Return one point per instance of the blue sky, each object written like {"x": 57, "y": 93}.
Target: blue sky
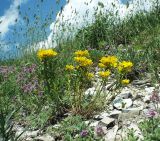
{"x": 14, "y": 22}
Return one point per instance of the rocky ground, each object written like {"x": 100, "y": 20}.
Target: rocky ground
{"x": 130, "y": 106}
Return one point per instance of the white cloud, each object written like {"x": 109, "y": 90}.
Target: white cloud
{"x": 79, "y": 13}
{"x": 8, "y": 19}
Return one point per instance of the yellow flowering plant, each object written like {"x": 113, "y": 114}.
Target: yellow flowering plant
{"x": 48, "y": 61}
{"x": 46, "y": 53}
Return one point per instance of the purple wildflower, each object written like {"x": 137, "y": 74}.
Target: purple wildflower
{"x": 84, "y": 133}
{"x": 151, "y": 113}
{"x": 99, "y": 131}
{"x": 155, "y": 97}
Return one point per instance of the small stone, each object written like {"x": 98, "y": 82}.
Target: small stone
{"x": 90, "y": 91}
{"x": 101, "y": 116}
{"x": 149, "y": 90}
{"x": 27, "y": 134}
{"x": 147, "y": 99}
{"x": 108, "y": 122}
{"x": 125, "y": 94}
{"x": 111, "y": 134}
{"x": 137, "y": 131}
{"x": 120, "y": 103}
{"x": 129, "y": 113}
{"x": 140, "y": 82}
{"x": 115, "y": 114}
{"x": 94, "y": 124}
{"x": 45, "y": 137}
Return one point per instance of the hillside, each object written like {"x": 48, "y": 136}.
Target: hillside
{"x": 102, "y": 84}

### [Short exercise]
Copy all of the records above word for word, omitting the picture.

### [Exercise answer]
Return one point per instance of the blue sky, each object written like {"x": 57, "y": 93}.
Target: blue sky
{"x": 14, "y": 22}
Return one point per instance of the rocky ground, each object written like {"x": 100, "y": 20}.
Target: rocky ground
{"x": 130, "y": 106}
Return one point per instance of the white cloud, each object written like {"x": 109, "y": 90}.
Target: white cloud
{"x": 79, "y": 13}
{"x": 8, "y": 19}
Return one point per instance of the yellow flowering plant, each object written like {"x": 113, "y": 114}.
Target: yellow flowering plant
{"x": 48, "y": 61}
{"x": 46, "y": 53}
Return one point per instance of the purple wildflower, each object written like {"x": 137, "y": 74}.
Target: purple wildflower
{"x": 84, "y": 133}
{"x": 151, "y": 113}
{"x": 99, "y": 131}
{"x": 155, "y": 97}
Return one point per instance of the small stone, each object written like {"x": 98, "y": 82}.
Target: small stone
{"x": 90, "y": 91}
{"x": 101, "y": 116}
{"x": 149, "y": 90}
{"x": 27, "y": 134}
{"x": 147, "y": 99}
{"x": 108, "y": 122}
{"x": 125, "y": 94}
{"x": 111, "y": 134}
{"x": 137, "y": 131}
{"x": 120, "y": 103}
{"x": 129, "y": 113}
{"x": 140, "y": 82}
{"x": 115, "y": 114}
{"x": 94, "y": 124}
{"x": 45, "y": 137}
Return one point per instance of the hillside, each object written like {"x": 48, "y": 136}.
Target: hillside
{"x": 102, "y": 84}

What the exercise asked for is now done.